→ **TASK BRIEF**:
Each line from the one containing "box: [0, 799, 671, 849]" through the end of the entries below should be transcribed exactly, and no other line.

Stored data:
Start of Block
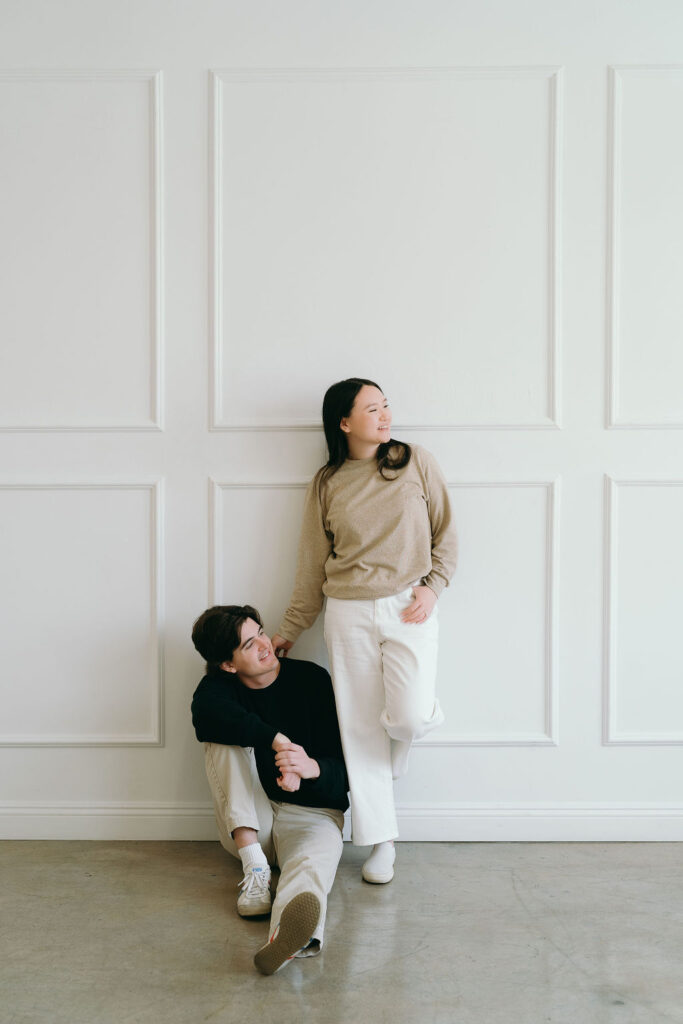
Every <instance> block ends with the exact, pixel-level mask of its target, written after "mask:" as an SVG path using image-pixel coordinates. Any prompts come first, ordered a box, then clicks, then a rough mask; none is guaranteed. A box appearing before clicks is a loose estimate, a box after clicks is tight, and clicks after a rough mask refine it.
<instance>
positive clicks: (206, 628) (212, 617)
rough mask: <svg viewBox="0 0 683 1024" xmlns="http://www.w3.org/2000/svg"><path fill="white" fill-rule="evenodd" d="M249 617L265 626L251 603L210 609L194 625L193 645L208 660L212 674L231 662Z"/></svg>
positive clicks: (261, 625)
mask: <svg viewBox="0 0 683 1024" xmlns="http://www.w3.org/2000/svg"><path fill="white" fill-rule="evenodd" d="M248 618H253V620H254V622H255V623H258V625H259V626H263V623H262V622H261V616H260V615H259V613H258V611H257V610H256V608H252V606H251V604H216V605H214V607H213V608H207V610H206V611H204V612H203V613H202V614H201V615H200V617H199V618H198V620H197V622H196V623H195V625H194V626H193V643H194V644H195V646H196V648H197V649H198V651H199V652H200V654H201V655H202V657H204V658H206V667H207V671H209V672H217V671H219V669H220V666H221V665H222V663H223V662H231V660H232V654H233V653H234V650H236V648H237V647H239V646H240V633H241V632H242V627H243V625H244V623H246V622H247V620H248Z"/></svg>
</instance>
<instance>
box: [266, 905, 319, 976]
mask: <svg viewBox="0 0 683 1024" xmlns="http://www.w3.org/2000/svg"><path fill="white" fill-rule="evenodd" d="M319 920H321V901H319V900H318V898H317V896H315V895H314V894H313V893H299V894H298V896H295V897H294V899H291V900H290V902H289V903H288V904H287V906H286V907H285V909H284V910H283V914H282V918H281V919H280V928H279V929H278V933H276V935H275V937H274V938H273V939H272V940H271V941H270V942H268V943H267V944H266V945H264V946H262V947H261V948H260V949H259V951H258V952H257V953H256V955H255V956H254V965H255V967H256V968H257V970H259V971H260V972H261V974H274V973H275V971H279V970H280V968H281V967H283V966H284V965H285V964H287V962H288V961H290V959H292V957H293V956H294V954H295V953H297V952H298V951H299V949H302V948H303V947H304V946H305V945H306V943H307V942H308V941H309V940H310V937H311V935H312V934H313V932H314V931H315V929H316V928H317V923H318V921H319Z"/></svg>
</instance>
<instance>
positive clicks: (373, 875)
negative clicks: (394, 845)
mask: <svg viewBox="0 0 683 1024" xmlns="http://www.w3.org/2000/svg"><path fill="white" fill-rule="evenodd" d="M395 859H396V851H395V849H394V845H393V842H392V841H390V842H387V843H376V844H375V846H374V847H373V852H372V853H371V855H370V856H369V857H368V860H367V861H366V862H365V864H364V865H362V869H361V871H360V873H361V874H362V878H364V879H365V881H366V882H372V883H373V884H374V885H384V884H385V883H387V882H391V880H392V878H393V862H394V860H395Z"/></svg>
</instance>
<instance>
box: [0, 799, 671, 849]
mask: <svg viewBox="0 0 683 1024" xmlns="http://www.w3.org/2000/svg"><path fill="white" fill-rule="evenodd" d="M397 815H398V823H399V829H400V839H401V840H402V841H403V842H420V841H423V842H451V843H571V842H580V843H587V842H589V843H596V842H599V843H610V842H611V843H653V842H669V843H675V842H683V804H658V803H657V804H638V805H636V804H595V803H572V804H543V805H542V804H530V803H529V804H514V805H512V804H429V805H424V804H423V805H419V806H407V805H405V806H400V807H398V808H397ZM217 836H218V834H217V830H216V825H215V822H214V817H213V809H212V807H211V805H210V804H208V803H206V804H204V803H197V804H175V803H151V802H136V803H105V804H90V803H76V802H69V803H67V802H65V803H53V804H38V803H24V804H20V803H3V804H0V840H137V841H139V840H176V841H215V840H217ZM345 838H346V839H348V822H347V827H346V829H345Z"/></svg>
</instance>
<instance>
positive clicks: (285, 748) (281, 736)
End of Block
→ **TASK OUTPUT**:
box: [0, 799, 671, 849]
mask: <svg viewBox="0 0 683 1024" xmlns="http://www.w3.org/2000/svg"><path fill="white" fill-rule="evenodd" d="M397 815H398V823H399V829H400V839H401V840H402V841H403V842H420V841H423V842H451V843H571V842H580V843H587V842H589V843H596V842H599V843H610V842H611V843H653V842H669V843H675V842H683V804H658V803H657V804H638V805H636V804H595V803H572V804H543V805H542V804H530V803H529V804H514V805H512V804H429V805H424V804H423V805H419V806H407V805H405V806H400V807H398V808H397ZM217 836H218V834H217V830H216V825H215V822H214V817H213V809H212V807H211V805H210V804H208V803H206V804H204V803H197V804H175V803H151V802H136V803H105V804H90V803H76V802H69V803H67V802H65V803H53V804H38V803H24V804H20V803H3V804H0V840H137V841H139V840H176V841H215V840H217ZM345 838H346V839H348V822H347V827H346V829H345Z"/></svg>
</instance>
<instance>
positive clicks: (285, 748) (281, 736)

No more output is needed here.